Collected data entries
........
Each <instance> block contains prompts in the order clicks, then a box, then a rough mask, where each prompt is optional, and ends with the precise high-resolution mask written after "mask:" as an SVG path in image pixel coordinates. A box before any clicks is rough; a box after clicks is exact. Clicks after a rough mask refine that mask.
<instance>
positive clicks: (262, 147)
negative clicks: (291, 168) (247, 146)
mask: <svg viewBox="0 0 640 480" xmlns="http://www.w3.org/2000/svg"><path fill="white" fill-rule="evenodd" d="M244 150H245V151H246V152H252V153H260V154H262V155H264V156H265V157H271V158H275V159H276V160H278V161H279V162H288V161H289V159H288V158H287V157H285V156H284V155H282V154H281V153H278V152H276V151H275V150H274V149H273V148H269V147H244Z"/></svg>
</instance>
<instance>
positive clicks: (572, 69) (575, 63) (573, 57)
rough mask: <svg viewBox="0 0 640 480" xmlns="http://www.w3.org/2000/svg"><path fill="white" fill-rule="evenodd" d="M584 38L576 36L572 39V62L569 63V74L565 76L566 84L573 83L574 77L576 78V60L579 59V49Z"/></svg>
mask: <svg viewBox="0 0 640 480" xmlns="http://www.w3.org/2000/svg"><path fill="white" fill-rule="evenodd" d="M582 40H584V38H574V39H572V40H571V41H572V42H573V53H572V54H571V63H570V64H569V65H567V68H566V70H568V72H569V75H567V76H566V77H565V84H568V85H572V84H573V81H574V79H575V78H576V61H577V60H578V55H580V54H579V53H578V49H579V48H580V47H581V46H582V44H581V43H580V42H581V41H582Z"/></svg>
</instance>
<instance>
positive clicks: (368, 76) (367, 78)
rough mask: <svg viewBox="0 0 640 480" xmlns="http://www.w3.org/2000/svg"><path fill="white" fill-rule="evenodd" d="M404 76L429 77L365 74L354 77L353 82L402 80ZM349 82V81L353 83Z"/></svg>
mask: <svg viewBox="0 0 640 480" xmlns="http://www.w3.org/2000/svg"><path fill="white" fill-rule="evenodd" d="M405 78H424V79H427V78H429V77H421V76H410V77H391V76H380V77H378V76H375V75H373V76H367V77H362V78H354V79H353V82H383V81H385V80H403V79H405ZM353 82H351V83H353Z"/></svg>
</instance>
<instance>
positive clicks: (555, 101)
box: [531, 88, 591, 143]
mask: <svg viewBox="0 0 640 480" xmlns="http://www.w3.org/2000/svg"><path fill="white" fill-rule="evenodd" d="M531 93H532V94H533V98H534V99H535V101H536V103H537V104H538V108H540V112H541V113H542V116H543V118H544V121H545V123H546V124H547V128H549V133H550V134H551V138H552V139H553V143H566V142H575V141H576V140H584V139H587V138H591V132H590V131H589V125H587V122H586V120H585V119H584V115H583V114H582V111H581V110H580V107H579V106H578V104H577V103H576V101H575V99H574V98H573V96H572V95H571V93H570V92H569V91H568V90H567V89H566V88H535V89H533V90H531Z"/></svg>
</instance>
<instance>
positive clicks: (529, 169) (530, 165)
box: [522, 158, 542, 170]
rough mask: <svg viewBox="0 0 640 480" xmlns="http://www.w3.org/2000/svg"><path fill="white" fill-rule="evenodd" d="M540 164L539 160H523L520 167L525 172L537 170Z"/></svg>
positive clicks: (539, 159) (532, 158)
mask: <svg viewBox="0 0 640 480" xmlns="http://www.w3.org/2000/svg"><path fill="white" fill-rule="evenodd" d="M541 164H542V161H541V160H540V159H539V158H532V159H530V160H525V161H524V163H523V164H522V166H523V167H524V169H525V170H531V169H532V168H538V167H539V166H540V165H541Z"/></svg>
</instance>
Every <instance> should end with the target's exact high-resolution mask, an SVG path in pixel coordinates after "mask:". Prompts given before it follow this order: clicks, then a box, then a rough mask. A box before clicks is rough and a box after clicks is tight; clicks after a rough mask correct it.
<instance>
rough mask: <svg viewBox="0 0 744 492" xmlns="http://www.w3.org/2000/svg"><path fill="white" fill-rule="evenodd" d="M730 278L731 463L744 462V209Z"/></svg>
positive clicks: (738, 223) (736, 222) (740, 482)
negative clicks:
........
» EXERCISE DETAILS
Your answer should hold every line of the entries that contains the string "pixel".

» PROBLEM SOLUTION
Each <instance> block contains prompts in the order clicks, then a box, then a rough mask, where each prompt is optional, and ends with the precise high-resolution mask written after "mask:" as an SVG path in image pixel coordinates. A box before any clicks is rough; a box after clicks is exact. Clicks after a rough mask refine that mask.
Every <instance> should end with the target's exact high-resolution mask, an SVG path in pixel coordinates after "mask:". Prompts given before it follow this order: clicks, then a box, then a rough mask. A box before clicks is rough and a box after clicks is tight; clicks after a rough mask correct it.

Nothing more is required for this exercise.